### Trecho de origem
════════════════
Claro que não foi Bauer que inventou o “clock movie”, o cinema ou a TV em tempo real, mas ele deu um novo sentido a ele.
No dia sem descanso de Jack Bauer, que se prolonga na prática por quase meio ano (sem contar as reexibições), estão contidos os conceitos de exceção e da ameaça permanente. No dia sem descanso de Jack Bauer, o herói premido pelo tempo, o que o “obriga” a agir sem limites. No dia sem descanso de Jack Bauer não há tempo para ir ao banheiro, mas sempre há um machado por perto para cortar a mão de um terrorista que não quer “colaborar”.
Apesar de ser um herói sem limites, um Chuck Norris dos tempos em que Chuck Norris virou uma piada, Jack Bauer é, desde um início, um herói fracassado. O terrorismo de grupos isolados ou de Estados potencialmente perigosos (China, um país africano etc.) é sempre maior do que a sua capacidade de agir, sozinho ou em companhia de seus amigos da unidade de combate ao terrorismo.
════════════════
### Objetivo
Imprima, sem alterações, a parte do trecho sobre Jack Bauer que começa em "No dia sem descanso de Jack Bauer, que" e segue até "combate ao terrorismo.". Os dados não têm nenhum papel nesta tarefa.

### Dados exibidos
════════════════
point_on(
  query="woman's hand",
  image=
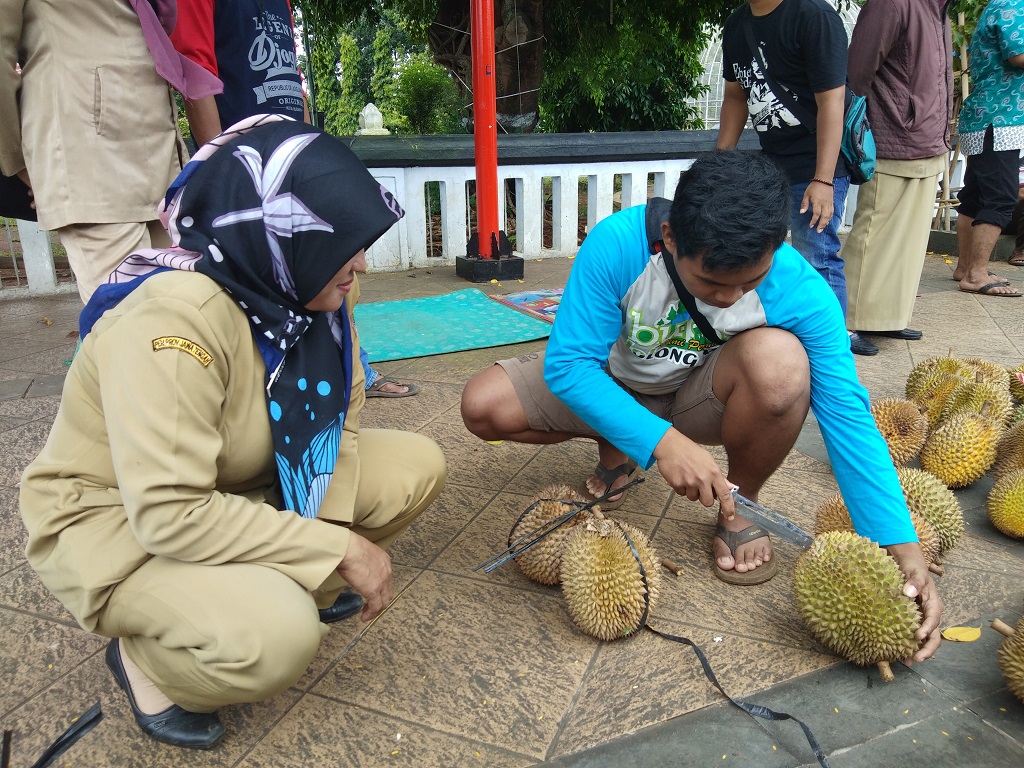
════════════════
### Resposta correta
No dia sem descanso de Jack Bauer, que se prolonga na prática por quase meio ano (sem contar as reexibições), estão contidos os conceitos de exceção e da ameaça permanente. No dia sem descanso de Jack Bauer, o herói premido pelo tempo, o que o “obriga” a agir sem limites. No dia sem descanso de Jack Bauer não há tempo para ir ao banheiro, mas sempre há um machado por perto para cortar a mão de um terrorista que não quer “colaborar”.
Apesar de ser um herói sem limites, um Chuck Norris dos tempos em que Chuck Norris virou uma piada, Jack Bauer é, desde um início, um herói fracassado. O terrorismo de grupos isolados ou de Estados potencialmente perigosos (China, um país africano etc.) é sempre maior do que a sua capacidade de agir, sozinho ou em companhia de seus amigos da unidade de combate ao terrorismo.